Brondocument:
==*==

5. Ook biedt de Wge niet noodzakelijkerwijs altijd een “juridisch sterkere bescherming” dan een bewaarbedrijf om de volgende reden. Volgens het consultatiedocument “behoudt de cliënt van de beleggingsonderneming [overeenkomstig het bepaalde in de Wge] het juridisch eigendom over zijn financiële instrumenten”. Wij leiden hieruit af dat de AFM van mening is dat een cliënt een goederenrechtelijke aanspraak jegens zijn beleggingsonderneming heeft in het systeem van de Wge. Daarmee zijn wij het graag eens. Een cliënt “behoudt” echter geen “juridisch eigendom”

in dat systeem. Als een cliënt effecten in het systeem van de Wge inbrengt, verliest hij namelijk zijn eigendomsrecht ten aanzien van die effecten en wordt dat recht van rechtswege omgezet in een mede-eigendomsrecht op basis van de Wge.

5

Een cliënt heeft dan op grond van art. 12 Wge als

“deelgenoot” een aandeel in een gemeenschap die wordt gevormd door alle (aanspraken op) effecten van dezelfde soort die de desbetreffende beleggingsonderneming voor haar cliënten (en zichzelf) houdt. Dat heeft als belangrijk gevolg dat als zich – bijvoorbeeld in faillissement van de beleggingsonderneming – een eventueel tekort in die gemeenschap voordoet, de cliënten gezamenlijk dat tekort moeten dragen (ook wel bekend als het fellow customer risk, zie art. 27 Wge).

6. Uit het consultatiedocument leiden wij af dat de AFM meent dat de aanspraak van de belegger in het systeem van de effectenbewaarbedrijven, anders dan in het systeem van de Wge, van verbintenisrechtelijke aard is.

Ook daarmee zijn wij het graag eens. Anders dan de AFM betoogt, betekent dit echter niet dat “de cliënt (theoretisch) het risico [loopt] zijn financiële instrumenten kwijt te raken in geval van faillissement”, terwijl

“de cliënt bij Wge-bewaring het juridisch eigendom over zijn financiële instrumenten behoudt”. De verbintenisrechtelijke aard van de aanspraak van de cliënt in het systeem van bewaring met een effectenbewaarbedrijf brengt namelijk mee dat hij als concurrent schuldeiser moet delen in de opbrengsten (en dus: eventuele tekorten) van het bewaarbedrijf met de overige schuldeisers van dat bewaarbedrijf. Op grond van de statuten van het bewaarbedrijf zouden die overige schuldeisers geen andere moeten kunnen zijn dan mede-cliënten.

==*==

Vastgelegde gegevens:
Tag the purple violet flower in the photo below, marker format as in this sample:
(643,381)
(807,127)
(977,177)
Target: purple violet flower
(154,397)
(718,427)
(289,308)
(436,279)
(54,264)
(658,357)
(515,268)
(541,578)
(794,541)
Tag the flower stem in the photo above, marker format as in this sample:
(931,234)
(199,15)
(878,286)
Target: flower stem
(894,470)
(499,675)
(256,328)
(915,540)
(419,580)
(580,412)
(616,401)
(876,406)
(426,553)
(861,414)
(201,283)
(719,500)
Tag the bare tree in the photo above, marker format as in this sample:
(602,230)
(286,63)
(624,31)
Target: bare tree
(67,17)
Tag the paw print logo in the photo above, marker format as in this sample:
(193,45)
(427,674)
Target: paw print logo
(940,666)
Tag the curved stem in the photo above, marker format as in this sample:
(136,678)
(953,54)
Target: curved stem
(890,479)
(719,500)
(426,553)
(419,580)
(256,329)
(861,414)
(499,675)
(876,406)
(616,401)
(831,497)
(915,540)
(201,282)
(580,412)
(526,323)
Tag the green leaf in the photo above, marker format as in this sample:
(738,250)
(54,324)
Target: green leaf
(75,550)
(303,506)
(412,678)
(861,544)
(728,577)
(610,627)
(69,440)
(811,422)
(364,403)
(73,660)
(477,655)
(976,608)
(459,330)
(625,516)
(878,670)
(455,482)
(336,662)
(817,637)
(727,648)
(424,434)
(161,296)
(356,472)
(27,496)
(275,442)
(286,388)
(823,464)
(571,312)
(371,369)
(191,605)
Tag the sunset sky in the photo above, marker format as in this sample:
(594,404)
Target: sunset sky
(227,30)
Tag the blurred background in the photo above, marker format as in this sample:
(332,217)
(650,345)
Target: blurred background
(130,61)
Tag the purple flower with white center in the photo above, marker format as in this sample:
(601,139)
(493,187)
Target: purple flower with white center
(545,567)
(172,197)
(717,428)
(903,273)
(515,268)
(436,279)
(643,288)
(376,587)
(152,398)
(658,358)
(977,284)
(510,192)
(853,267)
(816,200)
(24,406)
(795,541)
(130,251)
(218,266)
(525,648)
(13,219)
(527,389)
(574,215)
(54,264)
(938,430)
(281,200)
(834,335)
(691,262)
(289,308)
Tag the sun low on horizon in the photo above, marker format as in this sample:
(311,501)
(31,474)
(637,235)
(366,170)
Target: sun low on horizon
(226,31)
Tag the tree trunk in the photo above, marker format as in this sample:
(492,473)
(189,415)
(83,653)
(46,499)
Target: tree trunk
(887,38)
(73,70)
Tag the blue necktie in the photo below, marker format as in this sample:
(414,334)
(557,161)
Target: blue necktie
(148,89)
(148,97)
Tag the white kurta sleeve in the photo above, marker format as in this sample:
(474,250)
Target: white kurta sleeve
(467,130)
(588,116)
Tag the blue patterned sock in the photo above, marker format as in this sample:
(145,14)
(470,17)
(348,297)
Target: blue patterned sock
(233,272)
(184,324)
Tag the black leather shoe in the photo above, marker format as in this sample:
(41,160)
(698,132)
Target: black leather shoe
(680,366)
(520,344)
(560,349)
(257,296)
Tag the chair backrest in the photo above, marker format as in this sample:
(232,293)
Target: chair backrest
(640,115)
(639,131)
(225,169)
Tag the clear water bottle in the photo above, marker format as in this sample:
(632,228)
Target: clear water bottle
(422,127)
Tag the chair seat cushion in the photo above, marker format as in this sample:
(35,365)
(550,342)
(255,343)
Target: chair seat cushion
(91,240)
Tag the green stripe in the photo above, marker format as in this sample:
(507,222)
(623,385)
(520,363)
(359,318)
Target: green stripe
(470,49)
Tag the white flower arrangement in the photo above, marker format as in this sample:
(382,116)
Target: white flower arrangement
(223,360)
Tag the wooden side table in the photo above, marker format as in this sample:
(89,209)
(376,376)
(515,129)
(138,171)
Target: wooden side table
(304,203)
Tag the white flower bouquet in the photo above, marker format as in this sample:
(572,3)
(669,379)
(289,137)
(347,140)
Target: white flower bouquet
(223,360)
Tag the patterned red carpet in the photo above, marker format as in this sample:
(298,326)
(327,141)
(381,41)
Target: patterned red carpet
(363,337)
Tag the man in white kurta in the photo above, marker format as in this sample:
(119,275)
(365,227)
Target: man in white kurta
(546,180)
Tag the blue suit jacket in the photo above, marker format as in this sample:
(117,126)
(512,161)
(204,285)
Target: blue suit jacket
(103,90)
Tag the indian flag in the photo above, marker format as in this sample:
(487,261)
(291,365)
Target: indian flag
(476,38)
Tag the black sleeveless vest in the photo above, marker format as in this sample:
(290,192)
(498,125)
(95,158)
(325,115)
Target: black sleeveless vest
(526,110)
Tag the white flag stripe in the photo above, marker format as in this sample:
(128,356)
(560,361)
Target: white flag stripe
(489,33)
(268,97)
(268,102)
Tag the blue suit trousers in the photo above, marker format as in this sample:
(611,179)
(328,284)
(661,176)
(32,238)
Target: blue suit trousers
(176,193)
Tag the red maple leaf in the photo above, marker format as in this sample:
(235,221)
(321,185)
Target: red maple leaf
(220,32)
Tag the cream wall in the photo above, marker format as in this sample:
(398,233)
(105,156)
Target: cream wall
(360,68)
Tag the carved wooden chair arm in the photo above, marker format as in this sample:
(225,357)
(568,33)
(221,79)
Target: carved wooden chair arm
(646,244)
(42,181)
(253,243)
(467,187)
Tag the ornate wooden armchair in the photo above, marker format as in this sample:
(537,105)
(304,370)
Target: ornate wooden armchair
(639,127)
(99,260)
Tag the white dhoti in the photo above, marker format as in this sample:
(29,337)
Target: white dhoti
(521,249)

==*==

Opdracht: Herhaal letterlijk het gedeelte van het brondocument van "in dat systeem." tot en met "art. 27 Wge).".

Verwacht antwoord:
in dat systeem. Als een cliënt effecten in het systeem van de Wge inbrengt, verliest hij namelijk zijn eigendomsrecht ten aanzien van die effecten en wordt dat recht van rechtswege omgezet in een mede-eigendomsrecht op basis van de Wge.

5

Een cliënt heeft dan op grond van art. 12 Wge als

“deelgenoot” een aandeel in een gemeenschap die wordt gevormd door alle (aanspraken op) effecten van dezelfde soort die de desbetreffende beleggingsonderneming voor haar cliënten (en zichzelf) houdt. Dat heeft als belangrijk gevolg dat als zich – bijvoorbeeld in faillissement van de beleggingsonderneming – een eventueel tekort in die gemeenschap voordoet, de cliënten gezamenlijk dat tekort moeten dragen (ook wel bekend als het fellow customer risk, zie art. 27 Wge).